__What is asked__
In the entries below, render the stretch from the line containing "Query: black handbag" through the line containing "(1407, 675)" as a JSON list of strings, one string per line. Omit any blank lines.

Data drawn from a collection
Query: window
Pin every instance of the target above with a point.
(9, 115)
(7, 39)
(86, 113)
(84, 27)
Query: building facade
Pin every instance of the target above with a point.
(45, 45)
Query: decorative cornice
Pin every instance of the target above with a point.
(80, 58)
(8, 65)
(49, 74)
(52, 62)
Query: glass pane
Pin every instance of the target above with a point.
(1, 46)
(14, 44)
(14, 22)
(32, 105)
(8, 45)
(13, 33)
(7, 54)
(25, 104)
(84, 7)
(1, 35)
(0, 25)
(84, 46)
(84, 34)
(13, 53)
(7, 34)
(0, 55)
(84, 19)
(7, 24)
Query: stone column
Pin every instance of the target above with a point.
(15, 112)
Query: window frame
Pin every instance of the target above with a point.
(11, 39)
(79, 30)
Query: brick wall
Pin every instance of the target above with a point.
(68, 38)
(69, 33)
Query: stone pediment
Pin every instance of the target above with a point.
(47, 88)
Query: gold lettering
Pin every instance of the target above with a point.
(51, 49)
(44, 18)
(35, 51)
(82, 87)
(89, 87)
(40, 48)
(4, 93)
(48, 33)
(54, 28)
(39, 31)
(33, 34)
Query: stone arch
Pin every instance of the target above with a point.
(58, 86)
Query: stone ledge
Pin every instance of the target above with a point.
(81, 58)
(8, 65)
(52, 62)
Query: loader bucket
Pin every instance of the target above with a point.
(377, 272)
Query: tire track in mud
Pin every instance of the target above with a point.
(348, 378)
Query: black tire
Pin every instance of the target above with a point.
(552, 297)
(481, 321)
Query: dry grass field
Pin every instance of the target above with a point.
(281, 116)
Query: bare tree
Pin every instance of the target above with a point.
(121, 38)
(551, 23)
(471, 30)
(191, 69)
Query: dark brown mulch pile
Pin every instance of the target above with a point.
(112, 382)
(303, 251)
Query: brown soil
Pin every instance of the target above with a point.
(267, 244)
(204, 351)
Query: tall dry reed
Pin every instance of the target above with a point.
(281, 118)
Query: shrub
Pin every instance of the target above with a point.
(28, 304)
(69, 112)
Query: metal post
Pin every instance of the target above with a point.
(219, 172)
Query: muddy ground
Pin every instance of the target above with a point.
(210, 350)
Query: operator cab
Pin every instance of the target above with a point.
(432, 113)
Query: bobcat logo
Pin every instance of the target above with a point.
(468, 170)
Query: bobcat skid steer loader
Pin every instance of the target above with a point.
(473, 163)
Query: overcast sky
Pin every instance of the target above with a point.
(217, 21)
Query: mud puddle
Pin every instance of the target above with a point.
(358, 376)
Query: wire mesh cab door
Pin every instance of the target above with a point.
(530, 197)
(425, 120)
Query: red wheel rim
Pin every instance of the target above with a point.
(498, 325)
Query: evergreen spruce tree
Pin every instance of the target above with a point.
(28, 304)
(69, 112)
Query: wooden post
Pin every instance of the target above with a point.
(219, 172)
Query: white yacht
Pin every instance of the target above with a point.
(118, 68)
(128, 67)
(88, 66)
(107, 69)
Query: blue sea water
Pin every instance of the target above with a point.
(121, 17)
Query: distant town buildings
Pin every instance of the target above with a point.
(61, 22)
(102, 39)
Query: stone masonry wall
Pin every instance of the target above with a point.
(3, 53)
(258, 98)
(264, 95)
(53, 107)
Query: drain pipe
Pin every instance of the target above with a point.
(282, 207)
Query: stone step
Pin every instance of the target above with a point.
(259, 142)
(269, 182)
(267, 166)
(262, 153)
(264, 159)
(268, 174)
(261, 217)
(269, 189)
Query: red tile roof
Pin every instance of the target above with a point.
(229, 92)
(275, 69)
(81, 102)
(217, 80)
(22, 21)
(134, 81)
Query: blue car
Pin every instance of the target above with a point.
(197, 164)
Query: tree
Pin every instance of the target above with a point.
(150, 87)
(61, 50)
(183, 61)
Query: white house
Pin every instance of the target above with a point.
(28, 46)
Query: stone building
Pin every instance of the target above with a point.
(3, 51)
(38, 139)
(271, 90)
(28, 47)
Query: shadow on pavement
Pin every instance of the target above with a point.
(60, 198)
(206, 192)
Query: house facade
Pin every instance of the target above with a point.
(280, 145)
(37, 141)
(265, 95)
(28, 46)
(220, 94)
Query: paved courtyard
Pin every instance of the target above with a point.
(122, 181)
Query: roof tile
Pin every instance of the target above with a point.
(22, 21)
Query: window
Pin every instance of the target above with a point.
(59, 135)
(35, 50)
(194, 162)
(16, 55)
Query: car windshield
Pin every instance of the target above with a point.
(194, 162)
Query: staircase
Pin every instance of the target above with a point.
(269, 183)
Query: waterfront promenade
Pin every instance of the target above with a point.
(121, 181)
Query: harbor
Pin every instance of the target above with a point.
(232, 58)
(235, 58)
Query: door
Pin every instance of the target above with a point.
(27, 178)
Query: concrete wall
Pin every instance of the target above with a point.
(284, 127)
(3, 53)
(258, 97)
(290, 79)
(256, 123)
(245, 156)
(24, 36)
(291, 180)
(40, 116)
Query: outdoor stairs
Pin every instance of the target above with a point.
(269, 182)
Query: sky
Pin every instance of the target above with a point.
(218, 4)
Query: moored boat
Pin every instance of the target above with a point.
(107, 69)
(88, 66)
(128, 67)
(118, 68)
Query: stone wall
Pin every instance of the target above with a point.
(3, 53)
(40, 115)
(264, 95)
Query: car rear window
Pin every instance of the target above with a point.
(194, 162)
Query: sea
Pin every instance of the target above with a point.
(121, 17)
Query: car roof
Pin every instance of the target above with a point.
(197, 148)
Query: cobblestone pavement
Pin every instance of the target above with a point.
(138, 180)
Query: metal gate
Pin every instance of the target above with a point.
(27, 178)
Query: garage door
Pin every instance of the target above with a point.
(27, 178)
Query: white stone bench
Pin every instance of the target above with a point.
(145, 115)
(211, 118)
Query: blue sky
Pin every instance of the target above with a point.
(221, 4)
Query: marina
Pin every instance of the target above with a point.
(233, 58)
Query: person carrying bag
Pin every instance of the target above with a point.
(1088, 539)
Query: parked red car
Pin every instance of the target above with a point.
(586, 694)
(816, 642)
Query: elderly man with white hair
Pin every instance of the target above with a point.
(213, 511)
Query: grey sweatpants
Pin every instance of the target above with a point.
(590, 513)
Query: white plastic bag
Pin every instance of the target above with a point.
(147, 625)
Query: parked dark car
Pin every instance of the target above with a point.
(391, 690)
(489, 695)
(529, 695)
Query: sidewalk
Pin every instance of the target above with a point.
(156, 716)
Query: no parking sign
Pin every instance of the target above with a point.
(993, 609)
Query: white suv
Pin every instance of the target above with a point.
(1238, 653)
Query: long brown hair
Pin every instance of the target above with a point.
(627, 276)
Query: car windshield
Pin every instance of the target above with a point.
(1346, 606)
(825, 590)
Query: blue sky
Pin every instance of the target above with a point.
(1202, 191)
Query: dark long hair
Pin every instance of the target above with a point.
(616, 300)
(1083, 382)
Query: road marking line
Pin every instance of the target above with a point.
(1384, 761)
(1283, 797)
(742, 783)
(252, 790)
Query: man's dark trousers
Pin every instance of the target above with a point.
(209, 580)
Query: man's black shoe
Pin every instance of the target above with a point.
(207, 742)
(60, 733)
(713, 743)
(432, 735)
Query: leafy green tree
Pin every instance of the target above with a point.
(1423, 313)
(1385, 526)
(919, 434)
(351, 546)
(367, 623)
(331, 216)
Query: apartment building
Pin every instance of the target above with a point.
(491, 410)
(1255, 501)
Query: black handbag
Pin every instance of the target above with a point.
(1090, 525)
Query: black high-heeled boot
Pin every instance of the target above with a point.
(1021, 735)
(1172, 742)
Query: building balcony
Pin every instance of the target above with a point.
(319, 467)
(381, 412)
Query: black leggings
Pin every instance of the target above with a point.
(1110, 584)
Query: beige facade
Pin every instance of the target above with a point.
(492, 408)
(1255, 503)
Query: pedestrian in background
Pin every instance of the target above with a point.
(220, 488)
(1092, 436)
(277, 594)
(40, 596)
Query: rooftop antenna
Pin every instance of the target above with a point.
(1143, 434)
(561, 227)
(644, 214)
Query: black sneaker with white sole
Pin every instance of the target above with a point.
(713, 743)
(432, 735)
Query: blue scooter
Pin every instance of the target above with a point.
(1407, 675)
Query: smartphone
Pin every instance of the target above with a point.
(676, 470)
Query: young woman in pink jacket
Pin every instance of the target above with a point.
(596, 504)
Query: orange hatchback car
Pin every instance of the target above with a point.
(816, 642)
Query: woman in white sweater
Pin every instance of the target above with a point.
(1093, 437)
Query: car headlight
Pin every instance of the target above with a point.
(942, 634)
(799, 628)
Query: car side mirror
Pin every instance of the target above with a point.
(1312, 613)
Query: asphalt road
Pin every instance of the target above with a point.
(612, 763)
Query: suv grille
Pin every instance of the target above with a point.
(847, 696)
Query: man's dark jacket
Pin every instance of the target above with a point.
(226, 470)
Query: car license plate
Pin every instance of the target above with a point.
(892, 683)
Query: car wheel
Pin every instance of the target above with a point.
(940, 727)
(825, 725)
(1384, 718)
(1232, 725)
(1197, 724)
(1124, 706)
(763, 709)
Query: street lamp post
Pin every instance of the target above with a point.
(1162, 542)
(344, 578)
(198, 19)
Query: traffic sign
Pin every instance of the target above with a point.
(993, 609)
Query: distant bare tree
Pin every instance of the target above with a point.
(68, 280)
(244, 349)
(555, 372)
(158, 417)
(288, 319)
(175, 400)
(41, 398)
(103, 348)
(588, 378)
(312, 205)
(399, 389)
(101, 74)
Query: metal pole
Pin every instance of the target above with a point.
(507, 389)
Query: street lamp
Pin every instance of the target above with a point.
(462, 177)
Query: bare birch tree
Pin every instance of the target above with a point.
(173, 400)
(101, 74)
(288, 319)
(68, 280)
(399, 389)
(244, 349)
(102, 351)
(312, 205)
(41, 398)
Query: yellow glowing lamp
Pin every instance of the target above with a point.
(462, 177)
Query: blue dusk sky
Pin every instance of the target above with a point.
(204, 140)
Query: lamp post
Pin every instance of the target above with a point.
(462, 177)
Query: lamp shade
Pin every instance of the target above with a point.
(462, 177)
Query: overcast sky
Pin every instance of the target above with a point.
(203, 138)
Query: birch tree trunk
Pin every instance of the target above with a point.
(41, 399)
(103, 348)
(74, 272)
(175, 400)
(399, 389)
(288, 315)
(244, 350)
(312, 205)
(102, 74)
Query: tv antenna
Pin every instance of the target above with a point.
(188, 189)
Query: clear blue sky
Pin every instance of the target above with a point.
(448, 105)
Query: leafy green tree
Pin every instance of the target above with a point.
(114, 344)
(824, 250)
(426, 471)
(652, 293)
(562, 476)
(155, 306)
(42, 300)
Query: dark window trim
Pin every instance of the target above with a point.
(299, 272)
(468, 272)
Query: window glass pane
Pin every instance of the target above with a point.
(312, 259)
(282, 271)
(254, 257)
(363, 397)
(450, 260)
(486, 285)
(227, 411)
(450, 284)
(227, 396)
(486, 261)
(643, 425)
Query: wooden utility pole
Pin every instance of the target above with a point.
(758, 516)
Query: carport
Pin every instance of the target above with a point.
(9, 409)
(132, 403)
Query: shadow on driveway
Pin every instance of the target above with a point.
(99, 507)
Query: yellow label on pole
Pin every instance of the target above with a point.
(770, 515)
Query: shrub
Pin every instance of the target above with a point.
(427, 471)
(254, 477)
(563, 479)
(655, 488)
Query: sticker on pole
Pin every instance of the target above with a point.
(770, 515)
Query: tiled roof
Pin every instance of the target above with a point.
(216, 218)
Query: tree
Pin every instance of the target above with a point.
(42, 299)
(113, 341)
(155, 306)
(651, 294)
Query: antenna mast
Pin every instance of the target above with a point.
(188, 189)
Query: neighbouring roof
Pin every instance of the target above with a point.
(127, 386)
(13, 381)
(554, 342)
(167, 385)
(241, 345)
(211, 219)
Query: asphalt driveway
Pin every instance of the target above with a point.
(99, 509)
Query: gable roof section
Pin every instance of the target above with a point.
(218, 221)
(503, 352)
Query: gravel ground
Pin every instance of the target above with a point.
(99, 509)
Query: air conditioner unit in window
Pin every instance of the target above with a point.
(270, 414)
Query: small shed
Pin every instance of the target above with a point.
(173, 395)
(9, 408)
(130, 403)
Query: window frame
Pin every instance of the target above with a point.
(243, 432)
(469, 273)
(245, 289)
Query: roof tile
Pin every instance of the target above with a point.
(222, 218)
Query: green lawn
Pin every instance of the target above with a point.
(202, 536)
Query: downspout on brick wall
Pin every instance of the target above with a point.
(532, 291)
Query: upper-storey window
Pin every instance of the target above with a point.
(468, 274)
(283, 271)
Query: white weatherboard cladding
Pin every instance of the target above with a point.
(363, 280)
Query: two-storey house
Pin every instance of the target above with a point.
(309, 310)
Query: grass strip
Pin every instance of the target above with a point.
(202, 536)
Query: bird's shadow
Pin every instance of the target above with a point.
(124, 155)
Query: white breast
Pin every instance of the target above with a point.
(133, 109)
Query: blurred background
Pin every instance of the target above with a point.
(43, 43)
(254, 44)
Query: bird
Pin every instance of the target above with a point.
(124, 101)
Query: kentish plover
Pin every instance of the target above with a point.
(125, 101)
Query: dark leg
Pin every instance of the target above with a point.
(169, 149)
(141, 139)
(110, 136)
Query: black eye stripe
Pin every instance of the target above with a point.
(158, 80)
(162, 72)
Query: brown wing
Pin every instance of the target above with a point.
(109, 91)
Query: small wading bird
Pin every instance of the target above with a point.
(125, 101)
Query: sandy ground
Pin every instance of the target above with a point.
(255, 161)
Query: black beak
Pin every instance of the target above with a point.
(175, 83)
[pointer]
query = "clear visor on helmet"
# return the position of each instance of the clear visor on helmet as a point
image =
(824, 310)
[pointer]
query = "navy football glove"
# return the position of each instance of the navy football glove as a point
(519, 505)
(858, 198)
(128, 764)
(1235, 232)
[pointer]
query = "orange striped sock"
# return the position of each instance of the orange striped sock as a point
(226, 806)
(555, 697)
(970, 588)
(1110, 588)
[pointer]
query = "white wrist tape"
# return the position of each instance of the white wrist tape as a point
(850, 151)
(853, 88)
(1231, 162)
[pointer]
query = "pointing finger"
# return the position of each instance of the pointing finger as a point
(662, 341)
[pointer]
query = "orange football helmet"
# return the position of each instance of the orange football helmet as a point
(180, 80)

__Answer for this exercise__
[
  "Query: black handbag",
  "Pin every instance of the target above with a point.",
  "(1090, 525)",
  "Query: black high-heeled boot",
  "Pin every instance of the target above with a point.",
  "(1021, 735)",
  "(1172, 742)",
  "Query: building balcony",
  "Pin every instance of the target above with a point.",
  "(319, 467)",
  "(381, 412)",
  "Query: black leggings",
  "Pin every instance of the target above with a point.",
  "(1110, 584)",
  "Query: beige facade",
  "Pin every instance of the target above with a point.",
  "(492, 408)",
  "(1255, 503)",
  "Query: pedestrian in background",
  "Pin every instance of the target above with a point.",
  "(220, 488)",
  "(1092, 436)",
  "(277, 594)",
  "(40, 596)",
  "Query: rooftop antenna",
  "Pin every instance of the target above with a point.",
  "(1143, 434)",
  "(561, 227)",
  "(644, 214)",
  "Query: black sneaker with white sole",
  "Pin every instance of the target above with a point.",
  "(713, 743)",
  "(432, 735)",
  "Query: blue scooter",
  "Pin every instance of the target above with a point.",
  "(1407, 675)"
]